(Items listed in a dataset)
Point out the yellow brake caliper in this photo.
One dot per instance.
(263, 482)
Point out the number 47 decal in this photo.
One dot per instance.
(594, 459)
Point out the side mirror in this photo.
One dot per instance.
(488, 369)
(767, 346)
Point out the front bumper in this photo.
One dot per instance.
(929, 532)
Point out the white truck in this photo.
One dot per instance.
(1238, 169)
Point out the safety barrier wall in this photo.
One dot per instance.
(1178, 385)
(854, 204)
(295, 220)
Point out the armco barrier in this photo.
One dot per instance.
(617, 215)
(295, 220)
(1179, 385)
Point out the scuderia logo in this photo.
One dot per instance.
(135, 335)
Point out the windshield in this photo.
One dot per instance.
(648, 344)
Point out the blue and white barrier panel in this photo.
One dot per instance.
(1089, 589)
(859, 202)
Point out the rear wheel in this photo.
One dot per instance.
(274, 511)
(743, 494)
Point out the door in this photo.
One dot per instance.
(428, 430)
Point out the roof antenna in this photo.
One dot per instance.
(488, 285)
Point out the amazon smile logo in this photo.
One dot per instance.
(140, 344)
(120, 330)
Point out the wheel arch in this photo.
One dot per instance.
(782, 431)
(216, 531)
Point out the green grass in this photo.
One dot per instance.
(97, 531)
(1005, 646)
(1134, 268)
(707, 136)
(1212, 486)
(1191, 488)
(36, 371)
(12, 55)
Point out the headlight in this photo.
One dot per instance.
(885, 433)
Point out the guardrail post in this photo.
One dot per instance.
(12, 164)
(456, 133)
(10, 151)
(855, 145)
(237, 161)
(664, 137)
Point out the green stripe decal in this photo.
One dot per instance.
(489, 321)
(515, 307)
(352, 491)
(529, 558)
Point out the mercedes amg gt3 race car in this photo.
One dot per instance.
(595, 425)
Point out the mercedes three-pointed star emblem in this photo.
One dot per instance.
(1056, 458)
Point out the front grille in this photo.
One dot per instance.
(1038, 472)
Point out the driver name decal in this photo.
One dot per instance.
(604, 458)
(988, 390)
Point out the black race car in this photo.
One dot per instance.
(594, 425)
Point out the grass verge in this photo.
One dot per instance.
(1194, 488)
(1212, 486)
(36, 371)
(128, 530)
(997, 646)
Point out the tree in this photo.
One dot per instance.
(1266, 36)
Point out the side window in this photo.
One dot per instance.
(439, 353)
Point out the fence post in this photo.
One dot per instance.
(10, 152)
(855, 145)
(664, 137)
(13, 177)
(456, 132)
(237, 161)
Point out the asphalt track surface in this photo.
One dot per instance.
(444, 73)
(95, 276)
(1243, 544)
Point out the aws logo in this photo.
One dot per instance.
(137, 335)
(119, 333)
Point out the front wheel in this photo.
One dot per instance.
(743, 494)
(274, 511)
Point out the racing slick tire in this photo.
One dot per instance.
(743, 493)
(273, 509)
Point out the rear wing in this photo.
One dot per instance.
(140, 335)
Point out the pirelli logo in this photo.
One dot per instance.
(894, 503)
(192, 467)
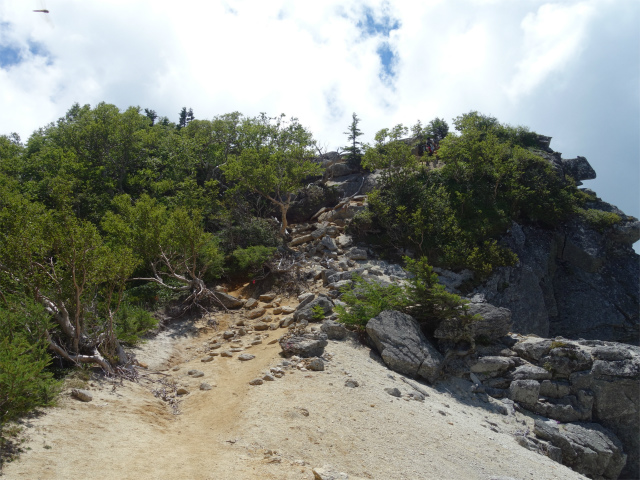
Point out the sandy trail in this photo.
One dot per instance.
(279, 430)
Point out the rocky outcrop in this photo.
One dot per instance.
(567, 381)
(402, 345)
(573, 282)
(587, 448)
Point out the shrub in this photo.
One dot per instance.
(317, 313)
(251, 260)
(25, 382)
(131, 322)
(366, 299)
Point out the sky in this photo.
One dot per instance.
(566, 69)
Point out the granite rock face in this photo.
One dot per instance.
(573, 282)
(403, 346)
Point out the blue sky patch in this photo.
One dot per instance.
(371, 26)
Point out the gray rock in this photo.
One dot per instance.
(334, 330)
(587, 448)
(530, 372)
(329, 243)
(251, 303)
(402, 345)
(357, 254)
(525, 392)
(82, 395)
(227, 300)
(394, 392)
(305, 298)
(578, 168)
(492, 365)
(307, 313)
(304, 346)
(554, 389)
(315, 364)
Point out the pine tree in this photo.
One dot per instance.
(354, 150)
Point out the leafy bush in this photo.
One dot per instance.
(250, 260)
(423, 298)
(132, 321)
(366, 299)
(25, 382)
(317, 313)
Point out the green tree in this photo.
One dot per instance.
(354, 148)
(276, 159)
(438, 129)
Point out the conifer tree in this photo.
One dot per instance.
(354, 150)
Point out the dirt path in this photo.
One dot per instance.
(279, 430)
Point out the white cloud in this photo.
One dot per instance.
(553, 37)
(309, 59)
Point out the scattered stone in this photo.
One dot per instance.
(227, 300)
(315, 364)
(334, 330)
(524, 391)
(305, 345)
(394, 392)
(251, 303)
(258, 312)
(82, 395)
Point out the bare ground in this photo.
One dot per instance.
(279, 430)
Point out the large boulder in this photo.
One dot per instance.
(573, 282)
(402, 345)
(494, 323)
(587, 448)
(303, 345)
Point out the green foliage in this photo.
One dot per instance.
(275, 162)
(454, 215)
(317, 313)
(438, 129)
(354, 149)
(599, 219)
(431, 302)
(25, 382)
(251, 260)
(132, 321)
(365, 300)
(423, 297)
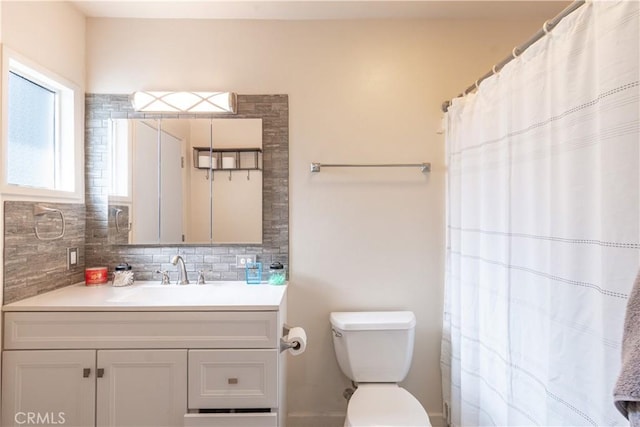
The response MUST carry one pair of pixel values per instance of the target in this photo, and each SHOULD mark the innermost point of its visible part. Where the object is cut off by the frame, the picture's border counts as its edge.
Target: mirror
(195, 181)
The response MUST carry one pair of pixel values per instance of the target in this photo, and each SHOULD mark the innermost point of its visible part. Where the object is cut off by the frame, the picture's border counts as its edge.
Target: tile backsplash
(33, 266)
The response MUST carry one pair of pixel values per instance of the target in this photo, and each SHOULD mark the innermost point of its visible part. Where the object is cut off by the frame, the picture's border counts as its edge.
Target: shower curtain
(543, 227)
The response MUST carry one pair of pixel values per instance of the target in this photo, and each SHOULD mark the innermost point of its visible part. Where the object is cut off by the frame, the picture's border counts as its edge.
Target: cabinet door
(141, 388)
(48, 387)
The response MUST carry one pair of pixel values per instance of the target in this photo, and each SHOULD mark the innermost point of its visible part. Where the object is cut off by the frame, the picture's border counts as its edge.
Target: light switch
(72, 257)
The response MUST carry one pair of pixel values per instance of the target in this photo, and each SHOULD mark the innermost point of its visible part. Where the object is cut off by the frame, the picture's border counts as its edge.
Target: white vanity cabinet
(87, 387)
(140, 366)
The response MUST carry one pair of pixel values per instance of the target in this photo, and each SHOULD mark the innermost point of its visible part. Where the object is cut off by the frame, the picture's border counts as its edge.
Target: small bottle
(277, 274)
(123, 276)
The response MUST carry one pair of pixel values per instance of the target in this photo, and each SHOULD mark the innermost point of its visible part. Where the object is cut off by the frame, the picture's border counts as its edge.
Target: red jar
(95, 276)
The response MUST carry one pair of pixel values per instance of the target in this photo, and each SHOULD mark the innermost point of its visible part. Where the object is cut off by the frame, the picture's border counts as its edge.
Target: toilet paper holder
(284, 345)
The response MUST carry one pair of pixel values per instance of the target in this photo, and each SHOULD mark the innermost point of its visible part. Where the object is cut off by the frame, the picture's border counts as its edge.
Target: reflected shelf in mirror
(157, 191)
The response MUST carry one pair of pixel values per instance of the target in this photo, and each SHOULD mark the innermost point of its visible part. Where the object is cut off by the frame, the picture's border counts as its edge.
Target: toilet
(374, 349)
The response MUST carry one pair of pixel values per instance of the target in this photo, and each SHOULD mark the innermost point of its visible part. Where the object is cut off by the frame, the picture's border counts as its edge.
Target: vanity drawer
(231, 420)
(221, 379)
(189, 329)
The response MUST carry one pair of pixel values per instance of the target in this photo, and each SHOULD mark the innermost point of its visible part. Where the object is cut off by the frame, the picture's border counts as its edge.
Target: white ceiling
(298, 9)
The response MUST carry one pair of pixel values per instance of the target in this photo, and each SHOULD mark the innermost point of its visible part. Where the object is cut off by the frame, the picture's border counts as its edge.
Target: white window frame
(70, 133)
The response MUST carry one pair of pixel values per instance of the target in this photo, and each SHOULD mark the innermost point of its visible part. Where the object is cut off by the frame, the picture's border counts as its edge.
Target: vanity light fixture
(184, 102)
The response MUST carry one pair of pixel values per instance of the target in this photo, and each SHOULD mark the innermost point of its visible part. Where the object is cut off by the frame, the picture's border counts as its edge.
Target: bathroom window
(42, 142)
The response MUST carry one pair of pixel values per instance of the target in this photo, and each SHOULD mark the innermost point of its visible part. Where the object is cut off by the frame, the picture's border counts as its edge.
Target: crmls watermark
(35, 418)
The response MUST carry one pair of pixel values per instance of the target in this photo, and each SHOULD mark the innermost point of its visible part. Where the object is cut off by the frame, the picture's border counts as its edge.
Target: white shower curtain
(543, 216)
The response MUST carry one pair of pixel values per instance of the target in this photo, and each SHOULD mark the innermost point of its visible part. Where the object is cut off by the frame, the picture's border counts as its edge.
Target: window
(42, 149)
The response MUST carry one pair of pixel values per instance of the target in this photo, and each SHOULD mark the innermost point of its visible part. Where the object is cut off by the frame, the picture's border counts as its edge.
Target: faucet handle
(166, 280)
(201, 277)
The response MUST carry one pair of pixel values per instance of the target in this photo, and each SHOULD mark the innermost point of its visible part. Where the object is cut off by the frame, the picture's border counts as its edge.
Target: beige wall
(52, 34)
(365, 91)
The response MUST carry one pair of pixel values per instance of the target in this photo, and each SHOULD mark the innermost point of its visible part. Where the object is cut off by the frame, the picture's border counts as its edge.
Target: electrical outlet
(72, 257)
(242, 260)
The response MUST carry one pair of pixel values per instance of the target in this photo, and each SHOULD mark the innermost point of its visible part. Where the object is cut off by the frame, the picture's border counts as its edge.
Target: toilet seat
(385, 405)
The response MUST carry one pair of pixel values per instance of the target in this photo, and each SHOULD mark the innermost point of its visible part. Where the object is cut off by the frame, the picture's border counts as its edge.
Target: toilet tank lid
(373, 320)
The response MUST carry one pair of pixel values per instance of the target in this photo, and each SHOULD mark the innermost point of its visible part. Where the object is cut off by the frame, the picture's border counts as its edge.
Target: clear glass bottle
(277, 274)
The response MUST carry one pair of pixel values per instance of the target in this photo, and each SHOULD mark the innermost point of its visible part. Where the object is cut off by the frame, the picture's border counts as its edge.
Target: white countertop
(151, 296)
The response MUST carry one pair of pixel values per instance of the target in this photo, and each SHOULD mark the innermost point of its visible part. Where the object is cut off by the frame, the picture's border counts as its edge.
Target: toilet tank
(374, 346)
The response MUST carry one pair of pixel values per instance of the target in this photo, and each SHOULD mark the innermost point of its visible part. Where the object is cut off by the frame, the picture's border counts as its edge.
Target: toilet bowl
(375, 350)
(384, 405)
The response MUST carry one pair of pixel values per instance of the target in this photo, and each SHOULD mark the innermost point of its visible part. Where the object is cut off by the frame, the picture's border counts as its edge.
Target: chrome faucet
(182, 270)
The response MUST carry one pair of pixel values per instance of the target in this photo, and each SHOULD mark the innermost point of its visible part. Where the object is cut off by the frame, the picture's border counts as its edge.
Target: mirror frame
(274, 112)
(122, 230)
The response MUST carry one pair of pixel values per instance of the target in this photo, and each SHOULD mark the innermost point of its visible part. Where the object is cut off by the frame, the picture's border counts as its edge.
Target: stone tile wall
(33, 266)
(217, 260)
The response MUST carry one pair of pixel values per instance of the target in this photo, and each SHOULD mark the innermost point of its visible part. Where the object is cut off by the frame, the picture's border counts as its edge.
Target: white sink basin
(152, 296)
(142, 293)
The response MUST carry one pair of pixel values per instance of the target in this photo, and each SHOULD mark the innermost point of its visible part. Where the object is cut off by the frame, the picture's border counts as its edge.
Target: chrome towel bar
(424, 167)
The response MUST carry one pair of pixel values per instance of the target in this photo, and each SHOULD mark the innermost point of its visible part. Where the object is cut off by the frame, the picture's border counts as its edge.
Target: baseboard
(337, 420)
(306, 419)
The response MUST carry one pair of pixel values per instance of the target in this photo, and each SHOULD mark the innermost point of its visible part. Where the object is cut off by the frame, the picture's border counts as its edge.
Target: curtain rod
(518, 50)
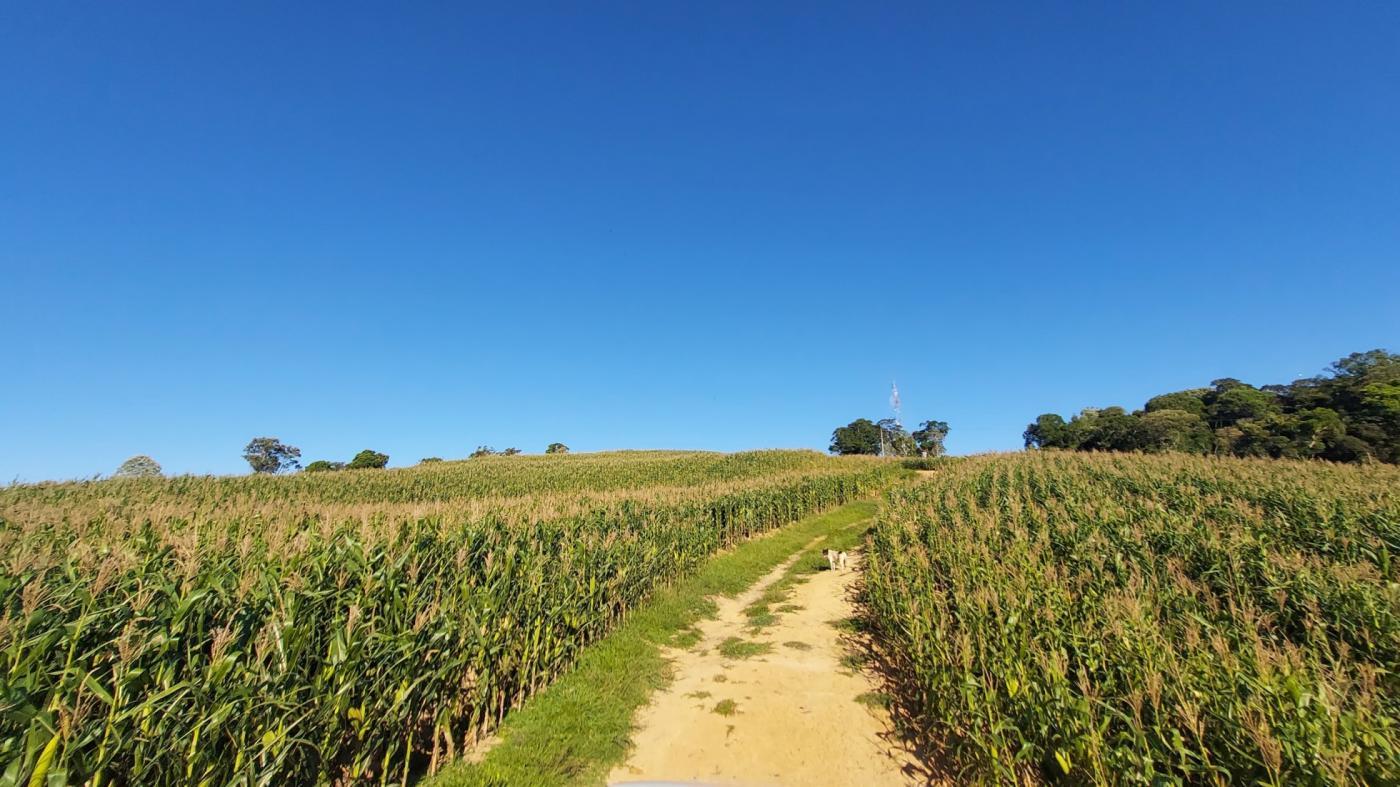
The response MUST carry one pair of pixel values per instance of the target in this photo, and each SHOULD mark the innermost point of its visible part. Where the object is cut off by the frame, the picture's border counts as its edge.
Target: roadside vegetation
(1144, 619)
(577, 730)
(345, 628)
(1351, 413)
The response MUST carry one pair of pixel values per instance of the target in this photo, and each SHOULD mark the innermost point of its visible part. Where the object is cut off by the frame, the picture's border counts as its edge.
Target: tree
(368, 460)
(895, 441)
(1190, 401)
(270, 455)
(1350, 413)
(1047, 432)
(1172, 430)
(1241, 402)
(139, 467)
(930, 437)
(861, 436)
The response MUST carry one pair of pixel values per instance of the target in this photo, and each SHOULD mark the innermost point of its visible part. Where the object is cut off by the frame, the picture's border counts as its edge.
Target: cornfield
(343, 628)
(1110, 619)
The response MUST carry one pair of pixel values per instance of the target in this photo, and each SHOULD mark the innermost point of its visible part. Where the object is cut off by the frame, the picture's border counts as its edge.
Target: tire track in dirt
(797, 712)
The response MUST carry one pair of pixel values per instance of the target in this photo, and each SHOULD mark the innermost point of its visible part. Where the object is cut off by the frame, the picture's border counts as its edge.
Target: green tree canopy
(1348, 415)
(368, 460)
(861, 436)
(139, 467)
(270, 455)
(930, 437)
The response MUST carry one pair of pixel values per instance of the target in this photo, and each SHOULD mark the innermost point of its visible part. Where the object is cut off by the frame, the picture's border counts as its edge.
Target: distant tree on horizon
(930, 437)
(368, 460)
(270, 455)
(861, 436)
(1350, 413)
(139, 467)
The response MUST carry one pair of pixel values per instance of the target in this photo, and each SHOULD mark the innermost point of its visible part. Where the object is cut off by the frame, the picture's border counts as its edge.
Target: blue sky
(671, 224)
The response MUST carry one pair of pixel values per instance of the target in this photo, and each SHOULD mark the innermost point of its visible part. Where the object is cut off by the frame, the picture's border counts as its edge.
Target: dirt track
(801, 713)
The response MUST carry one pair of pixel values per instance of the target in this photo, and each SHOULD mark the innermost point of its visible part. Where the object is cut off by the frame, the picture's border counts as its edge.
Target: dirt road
(781, 706)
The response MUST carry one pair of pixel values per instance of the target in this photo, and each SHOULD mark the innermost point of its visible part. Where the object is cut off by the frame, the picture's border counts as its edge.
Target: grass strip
(580, 727)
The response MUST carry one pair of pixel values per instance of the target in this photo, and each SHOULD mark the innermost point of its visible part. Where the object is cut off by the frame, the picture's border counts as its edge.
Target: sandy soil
(797, 717)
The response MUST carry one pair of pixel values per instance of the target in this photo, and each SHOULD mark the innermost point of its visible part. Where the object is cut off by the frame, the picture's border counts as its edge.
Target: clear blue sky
(671, 224)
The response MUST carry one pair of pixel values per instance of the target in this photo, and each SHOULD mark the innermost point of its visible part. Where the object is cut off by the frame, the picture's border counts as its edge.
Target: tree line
(888, 437)
(1348, 413)
(272, 455)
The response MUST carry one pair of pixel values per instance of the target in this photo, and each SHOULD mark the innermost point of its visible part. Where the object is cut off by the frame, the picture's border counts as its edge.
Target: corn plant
(1145, 619)
(345, 628)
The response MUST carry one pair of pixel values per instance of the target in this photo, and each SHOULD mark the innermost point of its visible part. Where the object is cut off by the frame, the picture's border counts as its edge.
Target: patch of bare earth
(800, 712)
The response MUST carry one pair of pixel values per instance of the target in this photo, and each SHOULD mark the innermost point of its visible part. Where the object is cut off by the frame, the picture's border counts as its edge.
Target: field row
(301, 650)
(1136, 619)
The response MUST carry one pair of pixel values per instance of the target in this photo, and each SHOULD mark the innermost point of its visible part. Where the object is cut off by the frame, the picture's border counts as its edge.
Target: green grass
(577, 728)
(874, 699)
(725, 707)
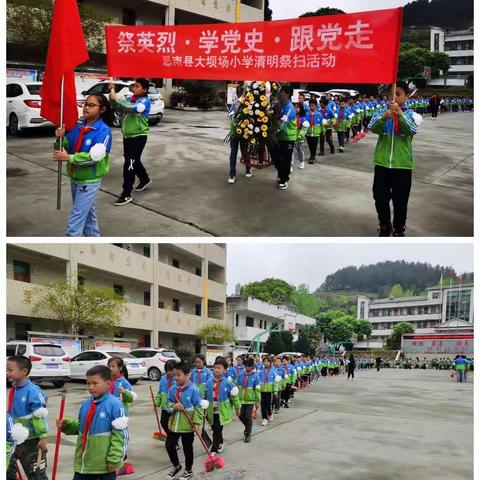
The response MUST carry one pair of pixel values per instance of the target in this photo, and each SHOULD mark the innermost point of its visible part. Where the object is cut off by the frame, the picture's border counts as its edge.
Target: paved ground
(388, 425)
(188, 162)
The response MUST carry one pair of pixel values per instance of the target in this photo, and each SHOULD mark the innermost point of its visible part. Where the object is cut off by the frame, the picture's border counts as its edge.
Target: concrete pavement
(188, 162)
(387, 425)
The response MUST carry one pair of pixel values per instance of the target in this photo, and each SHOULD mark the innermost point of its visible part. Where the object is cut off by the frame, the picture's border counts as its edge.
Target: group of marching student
(86, 151)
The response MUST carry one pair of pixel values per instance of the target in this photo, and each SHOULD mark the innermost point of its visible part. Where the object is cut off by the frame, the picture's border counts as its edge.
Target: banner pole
(60, 147)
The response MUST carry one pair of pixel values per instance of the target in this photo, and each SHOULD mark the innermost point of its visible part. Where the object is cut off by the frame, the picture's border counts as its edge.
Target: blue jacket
(30, 408)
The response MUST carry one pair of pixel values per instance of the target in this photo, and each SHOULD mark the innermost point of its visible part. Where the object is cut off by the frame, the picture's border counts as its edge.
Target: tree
(394, 341)
(267, 11)
(305, 302)
(84, 309)
(271, 290)
(323, 11)
(216, 333)
(340, 329)
(29, 22)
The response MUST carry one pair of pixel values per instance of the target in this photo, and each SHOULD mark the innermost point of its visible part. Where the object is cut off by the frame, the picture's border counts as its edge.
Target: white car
(124, 89)
(84, 361)
(155, 359)
(50, 363)
(23, 106)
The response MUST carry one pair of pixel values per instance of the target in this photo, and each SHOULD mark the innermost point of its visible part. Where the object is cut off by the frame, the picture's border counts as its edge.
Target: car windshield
(120, 354)
(48, 350)
(34, 89)
(169, 353)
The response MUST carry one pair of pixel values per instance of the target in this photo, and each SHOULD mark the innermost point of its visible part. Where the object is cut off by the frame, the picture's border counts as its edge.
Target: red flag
(66, 50)
(360, 47)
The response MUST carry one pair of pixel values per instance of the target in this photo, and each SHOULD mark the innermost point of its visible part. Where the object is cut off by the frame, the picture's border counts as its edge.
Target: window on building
(129, 16)
(119, 290)
(146, 298)
(176, 305)
(22, 271)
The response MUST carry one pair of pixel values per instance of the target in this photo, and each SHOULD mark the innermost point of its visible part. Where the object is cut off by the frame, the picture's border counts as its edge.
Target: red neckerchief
(180, 390)
(88, 422)
(216, 389)
(112, 385)
(11, 395)
(78, 145)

Exercise description => Reproduce the lines starting with the first one and going on through the line with "(1238, 169)", both included.

Correct response =>
Point out the yellow brake caliper in this photo.
One dot per instance.
(263, 482)
Point out the number 47 decal in this photo.
One dot per instance.
(594, 459)
Point out the side mirror in this photo.
One dot per instance.
(488, 369)
(767, 346)
Point out the front bumper in this photo.
One dot per instance.
(929, 532)
Point out the white truck in this photo.
One dot per instance.
(1238, 169)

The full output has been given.